## What to work on
In the entries below, find the line containing "Target: large grey boulder" and the line containing "Objective — for every instance of the dark". Copy those two lines and everything between them exactly, and only that.

## Supplied records
++++
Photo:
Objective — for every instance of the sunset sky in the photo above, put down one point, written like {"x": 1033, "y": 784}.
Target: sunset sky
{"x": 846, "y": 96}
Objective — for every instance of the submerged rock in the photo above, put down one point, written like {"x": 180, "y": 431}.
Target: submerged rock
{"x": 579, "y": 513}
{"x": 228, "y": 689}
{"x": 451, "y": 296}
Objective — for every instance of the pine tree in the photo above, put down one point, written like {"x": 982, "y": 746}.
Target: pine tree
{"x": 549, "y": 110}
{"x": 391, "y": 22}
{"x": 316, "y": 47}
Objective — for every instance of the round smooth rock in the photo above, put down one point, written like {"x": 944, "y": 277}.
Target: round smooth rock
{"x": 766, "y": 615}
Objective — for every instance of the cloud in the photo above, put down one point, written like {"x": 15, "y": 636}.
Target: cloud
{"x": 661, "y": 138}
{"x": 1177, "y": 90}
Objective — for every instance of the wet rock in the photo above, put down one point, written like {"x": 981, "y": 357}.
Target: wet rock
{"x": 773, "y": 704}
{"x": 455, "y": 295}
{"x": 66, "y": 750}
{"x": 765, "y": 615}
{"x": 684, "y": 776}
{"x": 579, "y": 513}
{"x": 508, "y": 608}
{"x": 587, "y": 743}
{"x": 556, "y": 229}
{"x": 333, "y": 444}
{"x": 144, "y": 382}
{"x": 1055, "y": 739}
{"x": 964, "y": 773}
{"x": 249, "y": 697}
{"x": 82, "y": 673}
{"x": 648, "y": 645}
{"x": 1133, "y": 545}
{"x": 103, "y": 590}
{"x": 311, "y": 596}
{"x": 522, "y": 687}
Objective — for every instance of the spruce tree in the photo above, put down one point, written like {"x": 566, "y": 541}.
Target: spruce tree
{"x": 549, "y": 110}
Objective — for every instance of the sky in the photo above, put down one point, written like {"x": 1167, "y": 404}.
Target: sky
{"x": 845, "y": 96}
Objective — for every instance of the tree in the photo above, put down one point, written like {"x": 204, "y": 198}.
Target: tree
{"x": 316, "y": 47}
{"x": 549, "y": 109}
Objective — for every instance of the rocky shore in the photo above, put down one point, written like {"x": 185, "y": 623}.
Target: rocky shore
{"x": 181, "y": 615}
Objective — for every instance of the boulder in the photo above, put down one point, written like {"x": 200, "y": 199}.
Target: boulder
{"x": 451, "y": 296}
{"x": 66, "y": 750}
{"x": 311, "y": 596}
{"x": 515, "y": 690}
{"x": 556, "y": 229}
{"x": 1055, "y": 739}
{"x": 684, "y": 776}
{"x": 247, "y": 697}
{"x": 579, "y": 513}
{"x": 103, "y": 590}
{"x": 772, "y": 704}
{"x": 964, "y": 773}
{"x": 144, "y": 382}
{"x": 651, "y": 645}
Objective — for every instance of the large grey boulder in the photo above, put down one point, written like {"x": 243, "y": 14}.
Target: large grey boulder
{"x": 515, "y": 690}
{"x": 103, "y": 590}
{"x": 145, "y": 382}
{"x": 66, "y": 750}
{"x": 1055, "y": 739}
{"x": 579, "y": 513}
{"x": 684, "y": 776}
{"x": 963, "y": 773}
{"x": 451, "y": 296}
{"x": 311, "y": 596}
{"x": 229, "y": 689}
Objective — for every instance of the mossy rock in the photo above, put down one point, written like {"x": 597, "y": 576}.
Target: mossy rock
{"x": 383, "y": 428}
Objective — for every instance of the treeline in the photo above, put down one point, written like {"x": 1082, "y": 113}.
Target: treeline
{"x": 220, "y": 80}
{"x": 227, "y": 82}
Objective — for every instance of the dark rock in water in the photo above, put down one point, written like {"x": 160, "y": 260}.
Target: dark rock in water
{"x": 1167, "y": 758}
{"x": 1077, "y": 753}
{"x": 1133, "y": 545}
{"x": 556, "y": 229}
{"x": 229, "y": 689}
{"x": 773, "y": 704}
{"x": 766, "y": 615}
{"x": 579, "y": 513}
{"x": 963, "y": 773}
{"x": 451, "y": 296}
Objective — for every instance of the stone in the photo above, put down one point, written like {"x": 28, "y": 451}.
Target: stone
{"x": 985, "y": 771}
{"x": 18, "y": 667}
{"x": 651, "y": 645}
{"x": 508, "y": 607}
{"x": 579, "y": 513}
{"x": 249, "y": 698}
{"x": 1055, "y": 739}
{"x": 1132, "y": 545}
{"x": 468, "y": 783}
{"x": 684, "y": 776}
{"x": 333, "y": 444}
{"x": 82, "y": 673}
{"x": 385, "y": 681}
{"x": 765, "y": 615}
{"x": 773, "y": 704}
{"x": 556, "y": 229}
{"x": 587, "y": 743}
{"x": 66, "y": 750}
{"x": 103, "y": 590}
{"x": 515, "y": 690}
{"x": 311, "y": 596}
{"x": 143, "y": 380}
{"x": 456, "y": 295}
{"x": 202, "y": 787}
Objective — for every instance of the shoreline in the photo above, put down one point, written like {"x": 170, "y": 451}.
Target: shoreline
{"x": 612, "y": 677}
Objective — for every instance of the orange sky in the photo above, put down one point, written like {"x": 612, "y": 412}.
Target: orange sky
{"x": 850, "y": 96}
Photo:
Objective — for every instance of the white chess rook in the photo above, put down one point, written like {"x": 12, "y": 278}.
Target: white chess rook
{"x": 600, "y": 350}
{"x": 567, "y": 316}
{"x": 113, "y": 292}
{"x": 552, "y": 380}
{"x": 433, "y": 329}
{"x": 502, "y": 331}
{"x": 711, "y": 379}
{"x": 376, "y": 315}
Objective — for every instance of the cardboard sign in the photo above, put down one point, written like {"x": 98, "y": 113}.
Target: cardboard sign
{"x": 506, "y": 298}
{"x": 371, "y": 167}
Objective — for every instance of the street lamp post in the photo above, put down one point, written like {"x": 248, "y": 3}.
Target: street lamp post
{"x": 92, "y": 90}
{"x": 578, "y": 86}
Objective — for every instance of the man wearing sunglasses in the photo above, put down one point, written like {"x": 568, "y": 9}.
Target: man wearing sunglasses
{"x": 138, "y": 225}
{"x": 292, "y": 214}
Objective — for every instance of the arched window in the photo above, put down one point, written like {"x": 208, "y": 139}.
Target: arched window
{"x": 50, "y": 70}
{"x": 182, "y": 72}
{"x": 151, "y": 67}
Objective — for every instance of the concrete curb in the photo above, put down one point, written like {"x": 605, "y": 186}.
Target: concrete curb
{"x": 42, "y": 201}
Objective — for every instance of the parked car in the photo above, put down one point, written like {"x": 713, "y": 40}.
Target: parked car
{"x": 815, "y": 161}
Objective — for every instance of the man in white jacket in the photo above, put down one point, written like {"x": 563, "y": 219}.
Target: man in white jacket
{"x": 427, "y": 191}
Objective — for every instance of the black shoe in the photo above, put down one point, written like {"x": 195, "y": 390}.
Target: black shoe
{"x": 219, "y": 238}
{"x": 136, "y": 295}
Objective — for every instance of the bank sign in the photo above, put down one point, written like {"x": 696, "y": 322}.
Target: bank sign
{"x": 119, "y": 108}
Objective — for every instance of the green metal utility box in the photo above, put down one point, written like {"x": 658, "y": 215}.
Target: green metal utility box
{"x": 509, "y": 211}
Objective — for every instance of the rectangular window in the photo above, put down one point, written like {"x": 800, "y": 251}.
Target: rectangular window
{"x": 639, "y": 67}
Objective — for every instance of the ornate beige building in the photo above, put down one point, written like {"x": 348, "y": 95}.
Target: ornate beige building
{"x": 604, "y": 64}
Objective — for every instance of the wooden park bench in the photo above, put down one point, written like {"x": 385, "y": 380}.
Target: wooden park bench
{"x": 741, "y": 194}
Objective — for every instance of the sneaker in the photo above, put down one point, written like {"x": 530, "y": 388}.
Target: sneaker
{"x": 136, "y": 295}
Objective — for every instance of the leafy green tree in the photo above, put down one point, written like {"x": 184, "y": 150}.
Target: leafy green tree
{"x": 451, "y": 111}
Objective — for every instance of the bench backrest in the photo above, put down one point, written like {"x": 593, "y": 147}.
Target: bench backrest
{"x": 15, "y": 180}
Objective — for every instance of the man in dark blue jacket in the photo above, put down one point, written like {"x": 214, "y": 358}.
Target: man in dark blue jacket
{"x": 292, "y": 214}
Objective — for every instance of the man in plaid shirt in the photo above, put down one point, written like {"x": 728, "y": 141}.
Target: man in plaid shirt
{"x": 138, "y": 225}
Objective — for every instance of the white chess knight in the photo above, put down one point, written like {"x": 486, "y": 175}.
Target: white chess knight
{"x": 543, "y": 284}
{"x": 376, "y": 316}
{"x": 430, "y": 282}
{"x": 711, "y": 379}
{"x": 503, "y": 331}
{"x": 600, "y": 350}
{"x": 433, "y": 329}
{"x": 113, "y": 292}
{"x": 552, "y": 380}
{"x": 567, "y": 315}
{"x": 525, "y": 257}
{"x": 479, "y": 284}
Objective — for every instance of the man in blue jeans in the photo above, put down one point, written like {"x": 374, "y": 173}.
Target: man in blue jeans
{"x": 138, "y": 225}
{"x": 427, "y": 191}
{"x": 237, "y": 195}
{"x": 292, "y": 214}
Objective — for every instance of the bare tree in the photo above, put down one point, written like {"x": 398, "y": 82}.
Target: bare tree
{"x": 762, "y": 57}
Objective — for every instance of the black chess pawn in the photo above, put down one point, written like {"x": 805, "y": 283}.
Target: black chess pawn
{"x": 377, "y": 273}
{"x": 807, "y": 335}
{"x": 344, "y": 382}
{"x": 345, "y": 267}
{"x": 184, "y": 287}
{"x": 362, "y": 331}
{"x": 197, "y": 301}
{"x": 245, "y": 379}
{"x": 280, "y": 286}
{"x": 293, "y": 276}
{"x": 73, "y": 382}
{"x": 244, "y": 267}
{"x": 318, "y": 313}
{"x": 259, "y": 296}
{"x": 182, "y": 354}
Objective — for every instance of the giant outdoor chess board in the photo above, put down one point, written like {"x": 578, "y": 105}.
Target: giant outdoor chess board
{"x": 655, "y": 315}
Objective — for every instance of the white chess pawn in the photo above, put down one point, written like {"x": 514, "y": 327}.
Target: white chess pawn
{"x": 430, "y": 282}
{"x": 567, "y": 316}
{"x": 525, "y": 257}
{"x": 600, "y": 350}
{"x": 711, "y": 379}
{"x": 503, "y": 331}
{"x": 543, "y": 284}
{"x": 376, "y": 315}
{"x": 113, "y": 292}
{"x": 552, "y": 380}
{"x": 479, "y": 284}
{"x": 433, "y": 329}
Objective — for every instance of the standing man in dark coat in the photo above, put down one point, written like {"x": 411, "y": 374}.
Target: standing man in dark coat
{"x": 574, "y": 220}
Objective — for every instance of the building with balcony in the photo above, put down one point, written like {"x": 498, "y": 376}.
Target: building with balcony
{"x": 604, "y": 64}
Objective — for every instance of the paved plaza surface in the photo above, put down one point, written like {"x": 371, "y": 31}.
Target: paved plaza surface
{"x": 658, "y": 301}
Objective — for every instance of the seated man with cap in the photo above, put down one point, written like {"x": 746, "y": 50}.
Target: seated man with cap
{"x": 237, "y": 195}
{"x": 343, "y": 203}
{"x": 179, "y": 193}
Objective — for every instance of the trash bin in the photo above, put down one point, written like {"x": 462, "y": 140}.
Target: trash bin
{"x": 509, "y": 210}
++++
## Exercise solution
Target: large grey boulder
{"x": 515, "y": 690}
{"x": 103, "y": 590}
{"x": 145, "y": 382}
{"x": 66, "y": 750}
{"x": 1055, "y": 739}
{"x": 579, "y": 513}
{"x": 684, "y": 776}
{"x": 963, "y": 773}
{"x": 451, "y": 296}
{"x": 311, "y": 596}
{"x": 229, "y": 689}
Objective — for every instance of the mossy rock in the photo above, put down one point, written like {"x": 597, "y": 576}.
Target: mossy rock
{"x": 383, "y": 428}
Objective — for every instance of the treeline in the photo above, put down one point, written like {"x": 1082, "y": 113}.
Target: treeline
{"x": 220, "y": 80}
{"x": 227, "y": 82}
Objective — for every instance of the dark rock in water in the photo above, put down one point, written like {"x": 160, "y": 260}.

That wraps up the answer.